• **Kaynak metin**
Emsal Mahkeme Kararı İstanbul Anadolu 8. Asliye Ticaret Mahkemesi 2021/468 E. 2023/66 K. 02.02.2023 T.

Görüntülediğiniz mahkeme kararı henüz kesinleşmemiştir. Yararlı olması amacıyla eklenmiştir.

T.C. İstanbul Anadolu 8. ASLİYE TİCARET MAHKEMESİ
ESAS NO: 2021/468 Esas
KARAR NO: 2023/66
DAVA: Tazminat (Ölüm Ve Cismani Zarar Sebebiyle Açılan Tazminat)
DAVA TARİHİ: 29/07/2021
KARAR TARİHİ: 02/02/2023
Mahkememizde görülmekte olan Tazminat (Ölüm Ve Cismani Zarar Sebebiyle Açılan Tazminat) davasının yapılan açık yargılaması sonunda,
GEREĞİ DÜŞÜNÜLDÜ:
İDDİA:Davacı vekili dava dilekçesinde özetle: kaza tarihi olan—- nezdinde —– ile kayıtlı olan ve diğer davalı—– sevk ve idaresinde bulunan, —– plaka sayılı araç —— mevkinde —- ——- şekilde çıktığını, ana caddede seyir halinde olan ve müvekkilinin kullanımında olan ————– çarptığını, bu kaza sonucunda müvekkilinin yaralanmış ve motosikleti ağır bir şekilde hasar görmüş olduğunu, ——– numaralı dosyasıyla soruşturma devam etmekte olduğunu, müvekkilinin bu kazadan dolayı maddi kayıpların yanında, bedensel bütünlüğünün bozulması sebebiyle manevi yönde de ciddi mağduriyetler yaşadığını beyan ederek işleyecek kanuni faizi ile birlikte ——–MADDİ TAZMİNATIN davalılardan müştereken ve müteselsilen tahsiline, müvekkil kazadan dolayı bedensel bütünlüğü bozulmuş buna bağlı olarak müvekkilin duyduğu acı ve elemin kısmen giderilmesi için davalı ——— kaza tarihinden itibaren işleyecek kanuni faizi ile birlikte ——— manevi tazminatın tahsiline, yargılama giderlerinin ve vekalet ücretinin davalıya yükletilmesine, karar verilmesini talep etmiştir.

• **Görev tanımı 1**
Aşağıdaki kayıtlarda “green” dizesini içeren satırların tümünü topla ve her birini değiştirmeden kopyala.

• **Alıştırma verileri**

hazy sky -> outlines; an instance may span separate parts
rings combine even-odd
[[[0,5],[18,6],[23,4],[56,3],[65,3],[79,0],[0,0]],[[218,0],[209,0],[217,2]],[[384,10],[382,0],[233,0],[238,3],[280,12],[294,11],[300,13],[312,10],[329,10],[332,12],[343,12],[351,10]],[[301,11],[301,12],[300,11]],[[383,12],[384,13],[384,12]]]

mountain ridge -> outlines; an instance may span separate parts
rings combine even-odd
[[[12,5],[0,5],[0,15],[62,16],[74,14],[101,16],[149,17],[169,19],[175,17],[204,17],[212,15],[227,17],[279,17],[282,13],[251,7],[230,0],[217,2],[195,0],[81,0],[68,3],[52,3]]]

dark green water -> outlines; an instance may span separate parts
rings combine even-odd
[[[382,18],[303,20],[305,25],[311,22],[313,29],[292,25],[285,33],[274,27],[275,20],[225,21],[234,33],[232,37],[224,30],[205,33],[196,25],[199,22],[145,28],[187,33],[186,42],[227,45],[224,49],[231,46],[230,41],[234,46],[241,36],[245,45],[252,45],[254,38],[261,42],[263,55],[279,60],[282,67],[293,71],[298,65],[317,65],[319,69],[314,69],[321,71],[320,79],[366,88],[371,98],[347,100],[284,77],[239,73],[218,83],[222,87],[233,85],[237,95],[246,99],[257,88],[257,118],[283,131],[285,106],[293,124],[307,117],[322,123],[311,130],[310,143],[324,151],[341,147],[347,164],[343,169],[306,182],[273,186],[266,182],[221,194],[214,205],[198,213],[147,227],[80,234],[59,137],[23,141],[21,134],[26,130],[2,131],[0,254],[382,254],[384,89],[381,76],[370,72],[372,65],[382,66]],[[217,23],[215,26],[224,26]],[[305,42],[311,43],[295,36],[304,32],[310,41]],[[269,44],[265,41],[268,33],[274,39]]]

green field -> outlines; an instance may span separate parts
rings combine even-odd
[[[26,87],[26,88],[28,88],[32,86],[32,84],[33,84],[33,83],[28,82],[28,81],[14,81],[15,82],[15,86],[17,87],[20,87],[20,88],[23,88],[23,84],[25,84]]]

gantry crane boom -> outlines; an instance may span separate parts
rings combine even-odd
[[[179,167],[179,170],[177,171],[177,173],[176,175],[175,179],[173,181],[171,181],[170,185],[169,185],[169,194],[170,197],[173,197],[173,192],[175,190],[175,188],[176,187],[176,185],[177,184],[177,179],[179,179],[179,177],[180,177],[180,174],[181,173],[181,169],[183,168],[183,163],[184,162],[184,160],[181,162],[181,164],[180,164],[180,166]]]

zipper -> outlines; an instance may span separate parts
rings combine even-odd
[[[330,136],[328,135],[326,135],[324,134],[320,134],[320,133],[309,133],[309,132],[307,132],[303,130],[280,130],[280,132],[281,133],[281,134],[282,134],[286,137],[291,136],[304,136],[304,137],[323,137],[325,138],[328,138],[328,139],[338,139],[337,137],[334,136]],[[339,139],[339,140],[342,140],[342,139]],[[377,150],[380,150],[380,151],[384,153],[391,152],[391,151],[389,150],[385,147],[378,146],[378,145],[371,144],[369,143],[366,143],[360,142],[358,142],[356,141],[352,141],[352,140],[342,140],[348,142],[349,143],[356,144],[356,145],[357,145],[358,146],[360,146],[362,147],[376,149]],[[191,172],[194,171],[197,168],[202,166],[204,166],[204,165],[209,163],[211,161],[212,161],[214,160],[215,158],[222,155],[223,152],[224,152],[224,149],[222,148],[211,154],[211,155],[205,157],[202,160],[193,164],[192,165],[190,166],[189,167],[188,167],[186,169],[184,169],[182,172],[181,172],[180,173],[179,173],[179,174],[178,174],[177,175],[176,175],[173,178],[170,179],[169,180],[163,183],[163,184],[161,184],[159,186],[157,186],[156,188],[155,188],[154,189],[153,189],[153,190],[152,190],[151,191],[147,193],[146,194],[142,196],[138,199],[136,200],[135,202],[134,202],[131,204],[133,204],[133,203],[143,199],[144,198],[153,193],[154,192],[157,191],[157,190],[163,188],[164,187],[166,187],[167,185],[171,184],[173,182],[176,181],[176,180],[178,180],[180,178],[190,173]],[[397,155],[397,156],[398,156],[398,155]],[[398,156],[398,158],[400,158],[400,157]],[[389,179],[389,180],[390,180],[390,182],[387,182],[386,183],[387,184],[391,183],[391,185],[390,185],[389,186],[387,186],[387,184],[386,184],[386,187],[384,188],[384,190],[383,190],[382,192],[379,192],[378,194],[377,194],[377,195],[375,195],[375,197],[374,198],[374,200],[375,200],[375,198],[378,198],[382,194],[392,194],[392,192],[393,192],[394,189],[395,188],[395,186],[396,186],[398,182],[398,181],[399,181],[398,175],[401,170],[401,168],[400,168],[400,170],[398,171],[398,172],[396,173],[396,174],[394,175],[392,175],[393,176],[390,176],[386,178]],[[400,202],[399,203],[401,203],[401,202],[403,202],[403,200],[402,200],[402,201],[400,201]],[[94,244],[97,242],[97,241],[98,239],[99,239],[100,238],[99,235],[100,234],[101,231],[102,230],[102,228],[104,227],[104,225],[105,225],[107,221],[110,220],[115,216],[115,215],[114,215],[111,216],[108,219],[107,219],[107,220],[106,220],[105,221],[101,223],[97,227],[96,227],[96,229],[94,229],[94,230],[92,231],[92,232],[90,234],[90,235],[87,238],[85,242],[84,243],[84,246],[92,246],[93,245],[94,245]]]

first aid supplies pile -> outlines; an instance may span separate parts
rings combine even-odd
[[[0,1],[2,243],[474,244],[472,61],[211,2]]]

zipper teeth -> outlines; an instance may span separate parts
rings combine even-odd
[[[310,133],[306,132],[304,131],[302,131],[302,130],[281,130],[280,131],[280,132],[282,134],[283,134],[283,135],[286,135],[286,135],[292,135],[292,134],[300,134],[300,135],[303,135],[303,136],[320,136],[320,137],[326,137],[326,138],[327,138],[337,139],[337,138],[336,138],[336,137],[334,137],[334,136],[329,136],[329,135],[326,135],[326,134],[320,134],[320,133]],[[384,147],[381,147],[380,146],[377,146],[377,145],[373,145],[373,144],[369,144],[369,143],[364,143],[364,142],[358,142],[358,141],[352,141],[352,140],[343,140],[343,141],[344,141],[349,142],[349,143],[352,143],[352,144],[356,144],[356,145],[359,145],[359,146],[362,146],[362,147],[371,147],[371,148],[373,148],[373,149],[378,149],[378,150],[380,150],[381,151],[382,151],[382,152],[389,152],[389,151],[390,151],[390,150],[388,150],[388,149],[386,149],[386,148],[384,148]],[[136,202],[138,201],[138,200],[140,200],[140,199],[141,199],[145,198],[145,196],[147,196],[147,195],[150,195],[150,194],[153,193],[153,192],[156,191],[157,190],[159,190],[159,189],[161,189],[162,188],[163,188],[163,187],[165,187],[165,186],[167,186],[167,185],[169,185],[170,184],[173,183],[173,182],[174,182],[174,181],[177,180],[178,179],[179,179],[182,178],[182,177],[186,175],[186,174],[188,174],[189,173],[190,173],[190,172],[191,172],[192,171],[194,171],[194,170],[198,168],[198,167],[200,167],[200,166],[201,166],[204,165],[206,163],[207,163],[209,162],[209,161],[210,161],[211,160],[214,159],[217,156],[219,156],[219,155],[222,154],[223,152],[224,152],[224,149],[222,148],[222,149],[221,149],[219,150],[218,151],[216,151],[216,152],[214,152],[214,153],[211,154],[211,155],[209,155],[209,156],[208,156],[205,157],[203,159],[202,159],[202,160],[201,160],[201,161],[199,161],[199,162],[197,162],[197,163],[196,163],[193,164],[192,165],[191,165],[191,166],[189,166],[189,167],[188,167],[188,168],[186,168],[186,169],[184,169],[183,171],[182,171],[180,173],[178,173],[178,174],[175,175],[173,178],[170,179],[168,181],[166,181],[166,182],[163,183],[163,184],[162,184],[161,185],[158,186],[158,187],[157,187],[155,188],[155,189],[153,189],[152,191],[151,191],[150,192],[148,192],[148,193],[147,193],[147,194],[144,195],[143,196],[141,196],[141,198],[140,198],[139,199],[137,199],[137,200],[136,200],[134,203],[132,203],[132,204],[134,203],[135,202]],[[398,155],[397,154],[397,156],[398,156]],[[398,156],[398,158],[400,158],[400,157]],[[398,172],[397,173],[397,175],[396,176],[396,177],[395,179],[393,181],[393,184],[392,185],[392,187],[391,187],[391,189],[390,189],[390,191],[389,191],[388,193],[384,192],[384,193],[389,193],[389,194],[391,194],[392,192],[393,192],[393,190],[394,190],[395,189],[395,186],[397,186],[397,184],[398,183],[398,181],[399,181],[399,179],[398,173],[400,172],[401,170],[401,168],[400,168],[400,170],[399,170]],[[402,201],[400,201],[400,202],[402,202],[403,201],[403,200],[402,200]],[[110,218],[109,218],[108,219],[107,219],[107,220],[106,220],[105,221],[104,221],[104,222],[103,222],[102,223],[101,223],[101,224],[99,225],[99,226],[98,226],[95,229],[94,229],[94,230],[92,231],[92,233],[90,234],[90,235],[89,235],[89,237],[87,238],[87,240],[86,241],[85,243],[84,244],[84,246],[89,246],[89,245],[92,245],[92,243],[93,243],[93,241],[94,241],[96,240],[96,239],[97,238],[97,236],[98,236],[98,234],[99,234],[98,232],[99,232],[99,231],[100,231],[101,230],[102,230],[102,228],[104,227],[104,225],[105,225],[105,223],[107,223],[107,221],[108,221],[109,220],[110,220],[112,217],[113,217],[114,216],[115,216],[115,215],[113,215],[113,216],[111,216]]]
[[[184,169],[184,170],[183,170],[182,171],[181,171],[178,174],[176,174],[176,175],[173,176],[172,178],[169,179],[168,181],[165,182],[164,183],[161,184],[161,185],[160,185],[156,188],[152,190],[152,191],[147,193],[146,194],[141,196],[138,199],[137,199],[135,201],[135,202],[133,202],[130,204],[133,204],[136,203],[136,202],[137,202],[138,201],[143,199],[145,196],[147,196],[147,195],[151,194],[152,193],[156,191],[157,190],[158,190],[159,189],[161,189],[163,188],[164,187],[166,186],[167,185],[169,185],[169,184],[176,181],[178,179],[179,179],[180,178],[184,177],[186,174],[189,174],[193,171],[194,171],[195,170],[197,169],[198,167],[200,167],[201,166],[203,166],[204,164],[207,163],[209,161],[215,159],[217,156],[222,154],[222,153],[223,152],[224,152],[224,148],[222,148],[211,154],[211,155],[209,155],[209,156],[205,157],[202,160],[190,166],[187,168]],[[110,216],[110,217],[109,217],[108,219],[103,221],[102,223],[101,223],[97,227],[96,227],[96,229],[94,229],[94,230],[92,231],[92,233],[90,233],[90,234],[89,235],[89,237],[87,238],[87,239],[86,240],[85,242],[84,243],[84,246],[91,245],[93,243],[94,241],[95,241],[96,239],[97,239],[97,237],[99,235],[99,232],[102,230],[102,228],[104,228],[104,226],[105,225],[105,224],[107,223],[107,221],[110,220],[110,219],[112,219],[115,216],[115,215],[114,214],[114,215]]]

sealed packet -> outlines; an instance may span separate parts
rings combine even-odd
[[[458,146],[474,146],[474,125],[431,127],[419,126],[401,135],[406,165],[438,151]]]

• **Görev tanımı 2**
Yukarıdaki mahkeme kararını baştan sona, hiçbir sözcüğünü değiştirmeden aynen yinele.

• **Nihai sonuç 1**
dark green water -> outlines; an instance may span separate parts
green field -> outlines; an instance may span separate parts

• **Nihai sonuç 2**
Emsal Mahkeme Kararı İstanbul Anadolu 8. Asliye Ticaret Mahkemesi 2021/468 E. 2023/66 K. 02.02.2023 T.

Görüntülediğiniz mahkeme kararı henüz kesinleşmemiştir. Yararlı olması amacıyla eklenmiştir.

T.C. İstanbul Anadolu 8. ASLİYE TİCARET MAHKEMESİ
ESAS NO: 2021/468 Esas
KARAR NO: 2023/66
DAVA: Tazminat (Ölüm Ve Cismani Zarar Sebebiyle Açılan Tazminat)
DAVA TARİHİ: 29/07/2021
KARAR TARİHİ: 02/02/2023
Mahkememizde görülmekte olan Tazminat (Ölüm Ve Cismani Zarar Sebebiyle Açılan Tazminat) davasının yapılan açık yargılaması sonunda,
GEREĞİ DÜŞÜNÜLDÜ:
İDDİA:Davacı vekili dava dilekçesinde özetle: kaza tarihi olan—- nezdinde —– ile kayıtlı olan ve diğer davalı—– sevk ve idaresinde bulunan, —– plaka sayılı araç —— mevkinde —- ——- şekilde çıktığını, ana caddede seyir halinde olan ve müvekkilinin kullanımında olan ————– çarptığını, bu kaza sonucunda müvekkilinin yaralanmış ve motosikleti ağır bir şekilde hasar görmüş olduğunu, ——– numaralı dosyasıyla soruşturma devam etmekte olduğunu, müvekkilinin bu kazadan dolayı maddi kayıpların yanında, bedensel bütünlüğünün bozulması sebebiyle manevi yönde de ciddi mağduriyetler yaşadığını beyan ederek işleyecek kanuni faizi ile birlikte ——–MADDİ TAZMİNATIN davalılardan müştereken ve müteselsilen tahsiline, müvekkil kazadan dolayı bedensel bütünlüğü bozulmuş buna bağlı olarak müvekkilin duyduğu acı ve elemin kısmen giderilmesi için davalı ——— kaza tarihinden itibaren işleyecek kanuni faizi ile birlikte ——— manevi tazminatın tahsiline, yargılama giderlerinin ve vekalet ücretinin davalıya yükletilmesine, karar verilmesini talep etmiştir.